Stored data entries:
----

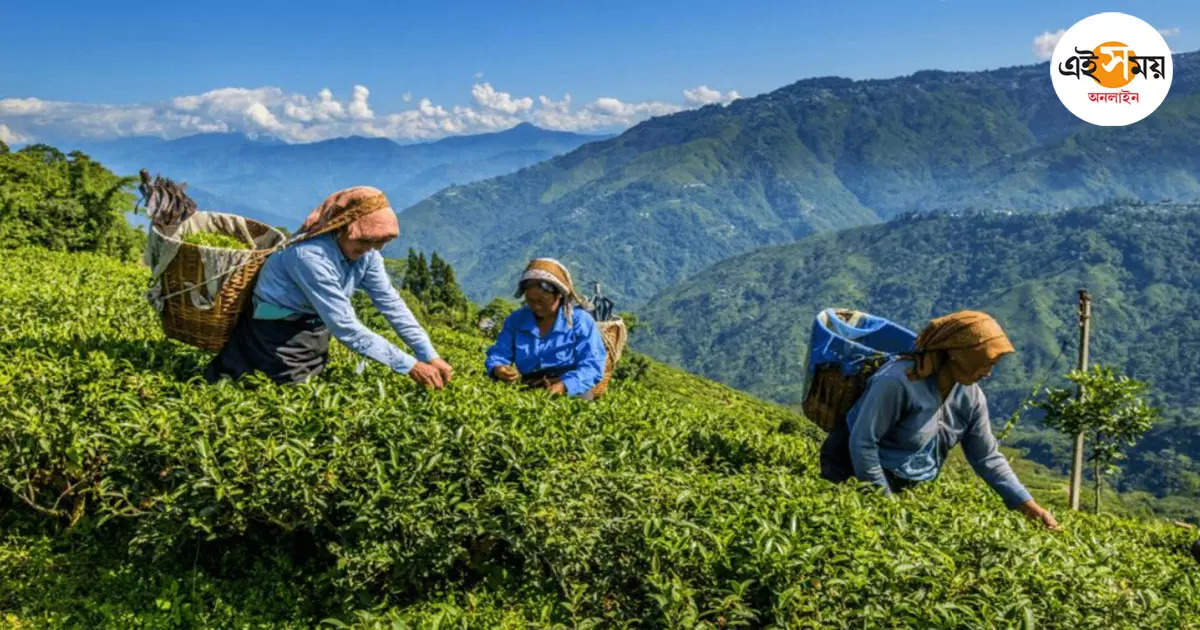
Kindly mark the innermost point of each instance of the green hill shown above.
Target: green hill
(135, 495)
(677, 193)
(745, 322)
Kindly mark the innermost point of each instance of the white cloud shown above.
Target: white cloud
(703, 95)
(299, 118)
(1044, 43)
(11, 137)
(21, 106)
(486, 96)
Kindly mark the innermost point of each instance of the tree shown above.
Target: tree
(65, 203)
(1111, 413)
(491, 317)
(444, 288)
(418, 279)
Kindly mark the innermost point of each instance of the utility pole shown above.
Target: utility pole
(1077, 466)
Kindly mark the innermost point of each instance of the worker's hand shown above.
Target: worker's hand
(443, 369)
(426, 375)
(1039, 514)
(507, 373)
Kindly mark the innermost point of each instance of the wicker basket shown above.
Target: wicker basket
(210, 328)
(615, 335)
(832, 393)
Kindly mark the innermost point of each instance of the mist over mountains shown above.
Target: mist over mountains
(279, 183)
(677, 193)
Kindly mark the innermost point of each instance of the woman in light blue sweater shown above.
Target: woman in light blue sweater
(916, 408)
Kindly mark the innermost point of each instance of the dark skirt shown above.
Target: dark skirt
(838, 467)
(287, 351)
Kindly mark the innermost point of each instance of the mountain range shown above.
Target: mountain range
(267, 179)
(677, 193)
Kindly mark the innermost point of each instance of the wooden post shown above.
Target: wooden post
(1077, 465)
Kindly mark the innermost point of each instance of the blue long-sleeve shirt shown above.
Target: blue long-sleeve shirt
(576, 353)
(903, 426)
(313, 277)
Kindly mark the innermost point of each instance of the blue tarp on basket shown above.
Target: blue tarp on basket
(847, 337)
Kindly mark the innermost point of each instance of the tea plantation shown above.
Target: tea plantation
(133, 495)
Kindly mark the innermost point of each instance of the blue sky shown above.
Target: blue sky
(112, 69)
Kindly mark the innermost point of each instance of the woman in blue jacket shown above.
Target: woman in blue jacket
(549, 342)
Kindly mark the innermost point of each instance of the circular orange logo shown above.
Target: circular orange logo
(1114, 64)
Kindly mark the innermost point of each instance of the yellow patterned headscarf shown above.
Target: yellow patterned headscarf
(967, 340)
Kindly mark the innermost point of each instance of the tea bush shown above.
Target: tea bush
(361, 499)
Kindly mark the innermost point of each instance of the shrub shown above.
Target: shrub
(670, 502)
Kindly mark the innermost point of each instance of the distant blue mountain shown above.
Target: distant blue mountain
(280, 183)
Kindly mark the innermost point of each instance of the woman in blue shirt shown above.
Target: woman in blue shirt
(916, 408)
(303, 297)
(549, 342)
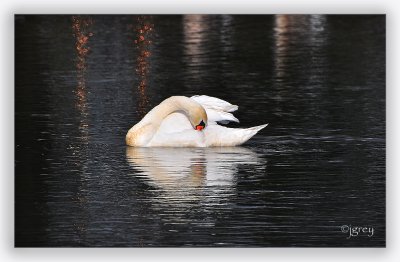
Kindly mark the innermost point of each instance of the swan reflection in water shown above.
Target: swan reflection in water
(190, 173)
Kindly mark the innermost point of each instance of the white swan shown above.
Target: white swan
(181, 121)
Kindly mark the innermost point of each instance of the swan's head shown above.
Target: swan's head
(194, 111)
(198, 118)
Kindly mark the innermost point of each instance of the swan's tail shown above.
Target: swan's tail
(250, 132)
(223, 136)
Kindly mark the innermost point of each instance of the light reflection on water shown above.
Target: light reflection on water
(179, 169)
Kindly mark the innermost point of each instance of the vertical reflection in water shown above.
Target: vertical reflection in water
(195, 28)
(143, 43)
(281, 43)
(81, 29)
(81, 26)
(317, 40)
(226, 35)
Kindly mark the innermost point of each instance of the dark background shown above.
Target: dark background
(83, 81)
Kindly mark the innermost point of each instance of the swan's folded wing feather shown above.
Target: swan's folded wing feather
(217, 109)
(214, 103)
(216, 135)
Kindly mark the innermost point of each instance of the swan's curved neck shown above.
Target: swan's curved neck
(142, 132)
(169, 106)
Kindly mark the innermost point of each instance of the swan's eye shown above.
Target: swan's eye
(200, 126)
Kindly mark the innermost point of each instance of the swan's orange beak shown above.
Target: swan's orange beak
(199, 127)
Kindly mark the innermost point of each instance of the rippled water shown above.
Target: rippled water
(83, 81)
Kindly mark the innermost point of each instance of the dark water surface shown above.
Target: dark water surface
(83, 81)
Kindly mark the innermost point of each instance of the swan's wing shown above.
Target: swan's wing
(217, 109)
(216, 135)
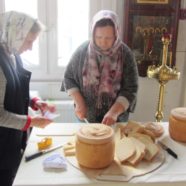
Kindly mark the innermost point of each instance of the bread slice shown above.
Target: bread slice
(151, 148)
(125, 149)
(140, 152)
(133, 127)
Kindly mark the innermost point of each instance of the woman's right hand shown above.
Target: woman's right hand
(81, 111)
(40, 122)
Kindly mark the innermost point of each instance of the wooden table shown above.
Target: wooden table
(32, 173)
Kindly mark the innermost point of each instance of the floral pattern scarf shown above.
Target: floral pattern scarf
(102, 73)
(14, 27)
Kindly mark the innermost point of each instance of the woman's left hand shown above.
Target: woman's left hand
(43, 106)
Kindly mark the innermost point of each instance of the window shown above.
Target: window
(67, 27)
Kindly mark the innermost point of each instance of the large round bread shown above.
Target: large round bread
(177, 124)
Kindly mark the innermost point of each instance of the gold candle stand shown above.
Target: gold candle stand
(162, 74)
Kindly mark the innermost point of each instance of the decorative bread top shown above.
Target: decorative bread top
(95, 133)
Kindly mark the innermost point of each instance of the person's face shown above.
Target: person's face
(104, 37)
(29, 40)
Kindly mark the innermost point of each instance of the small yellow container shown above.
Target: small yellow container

----

*Work to complete*. Exclude all images, then retype the records above without alteration.

*Reply to the task*.
Kindly mark the innermost point of each instance of the green hill shown above.
Target: green hill
(135, 495)
(677, 193)
(745, 322)
Kindly mark the innermost point of each instance of the white cloud shown above.
Target: white cloud
(703, 95)
(299, 118)
(1044, 43)
(11, 137)
(21, 106)
(486, 96)
Kindly mark the innermost point of each instance of the tree shown above.
Target: tree
(65, 203)
(1111, 413)
(491, 317)
(444, 288)
(418, 279)
Kindly mark the innermost point of each instance of the utility pole shown above.
Target: utility pole
(1077, 466)
Kindly mark the innermost point of each instance of the worker's hand shown above.
Target: worker's hand
(443, 369)
(426, 375)
(1039, 514)
(507, 373)
Kindly mark the innermost point of each instance of the wicker basket shown above.
Target: wicker basket
(210, 328)
(615, 335)
(832, 393)
Kindly mark the innermost point of each instance of the mist over mountains shown above.
Target: mist over mountains
(279, 183)
(677, 193)
Kindly mark the innermost point of each instance of the woman in light blue sweater shown above.
Target: woman in light blue sweater
(916, 408)
Kindly mark the innermost point of each instance of the dark skirt shown above.
Target: dark skirt
(838, 467)
(287, 351)
Kindly mark the innermost point of each instance of the mountain range shown above.
Target: mountain range
(267, 179)
(677, 193)
Kindly mark the innermost point of each instance of the wooden post shown above.
Target: wooden post
(1077, 465)
Kindly mark the innermost point of each instance of the blue long-sleeve shirt shown above.
Target: blue long-sleeve shirt
(576, 353)
(903, 426)
(313, 277)
Kindly mark the innermost point of each instance of the blue tarp on basket shown above.
Target: blue tarp on basket
(847, 337)
Kindly mark the innermost point of each instance of the tea plantation shown above.
Target: tea plantation
(133, 495)
Kindly mark the innermost point of each instance of the blue sky shown above.
Target: blue sky
(112, 69)
Kindly mark the innermost point of each instance of the woman in blue jacket shown above.
Target: woman in blue jacket
(549, 342)
Kindly mark the innermost point of each instance of the circular orange logo shown above.
Target: circular orange logo
(1114, 64)
Kindly mark the innermost point of each instance of the yellow patterned headscarf shown above.
Target: yellow patterned headscarf
(967, 340)
Kindly mark the innermost point of each instance of the tea bush shown above.
Target: tea bush
(361, 499)
Kindly mark the innermost point of each instance of the shrub shown above.
Target: shrub
(670, 502)
Kindly mark the innermost point of each instance of the distant blue mountain shown above.
Target: distant blue mountain
(280, 183)
Kindly mark the innermost point of each instance of the woman in blue shirt shown above.
Target: woman in blue shirt
(916, 408)
(303, 297)
(549, 342)
Kindly mark the innermost point of each instance of the swan reflection in water shown above.
Target: swan reflection in water
(190, 173)
Kindly mark the innermost point of each instance of the white swan shown above.
Target: white swan
(181, 121)
Kindly mark the innermost point of each instance of the swan's head shown above.
Target: swan's head
(194, 111)
(198, 118)
Kindly mark the innermost point of each instance of the swan's tail shown above.
Target: swan's tail
(250, 132)
(223, 136)
Kindly mark the innermost point of each instance of the light reflection on water shown above.
Target: light reflection on water
(179, 169)
Kindly mark the innermost point of each instance of the vertical reflection in water shown above.
Target: vertical reflection in water
(195, 28)
(143, 43)
(281, 43)
(81, 29)
(81, 26)
(317, 40)
(226, 35)
Kindly mark the innermost point of each instance of the dark background shown above.
Target: dark background
(83, 81)
Kindly mark the innermost point of each instance of the swan's folded wing feather shown above.
Target: swan's folded wing feather
(217, 109)
(214, 103)
(216, 135)
Kindly mark the innermost point of each instance of the swan's curved neck shown above.
Target: swan's curved neck
(142, 132)
(169, 106)
Kindly mark the innermost point of each instance of the swan's eye shown above.
Target: swan's eye
(200, 126)
Kindly mark the innermost point of each instance of the swan's orange beak shown above.
Target: swan's orange beak
(199, 127)
Kindly mark the innermost point of each instance of the rippled water shown above.
Target: rippled water
(83, 81)
Kindly mark the innermost point of each instance of the dark water surface shown above.
Target: dark water surface
(83, 81)
Kindly mark the innermost point of each instance of the swan's wing shown above.
Target: swan's wing
(217, 109)
(216, 135)
Kindly mark the innermost point of each instance of the bread slice shown above.
Target: bread slice
(151, 148)
(125, 149)
(140, 152)
(133, 127)
Kindly mark the innermost point of each instance of the woman's right hand shown above.
Target: woman's right hand
(81, 111)
(40, 122)
Kindly mark the innermost point of each instance of the wooden table shown above.
Target: wooden table
(32, 173)
Kindly mark the innermost point of each instance of the floral pattern scarf shown above.
Target: floral pattern scarf
(102, 73)
(14, 27)
Kindly mark the innermost point of each instance of the woman's left hand shown above.
Target: woman's left hand
(43, 106)
Kindly mark the innermost point of each instance of the window shown above.
Target: window
(67, 27)
Kindly mark the innermost point of each instance of the large round bread shown above.
Target: large round bread
(177, 124)
Kindly mark the innermost point of each instance of the gold candle stand shown above.
Target: gold candle stand
(162, 74)
Kindly mark the innermost point of each instance of the decorative bread top shown above.
Target: decorative bread top
(95, 133)
Kindly mark the innermost point of each instance of the person's face shown above.
Target: person's face
(104, 37)
(29, 40)
Kindly mark the innermost point of each instance of the small yellow container shown above.
Target: small yellow container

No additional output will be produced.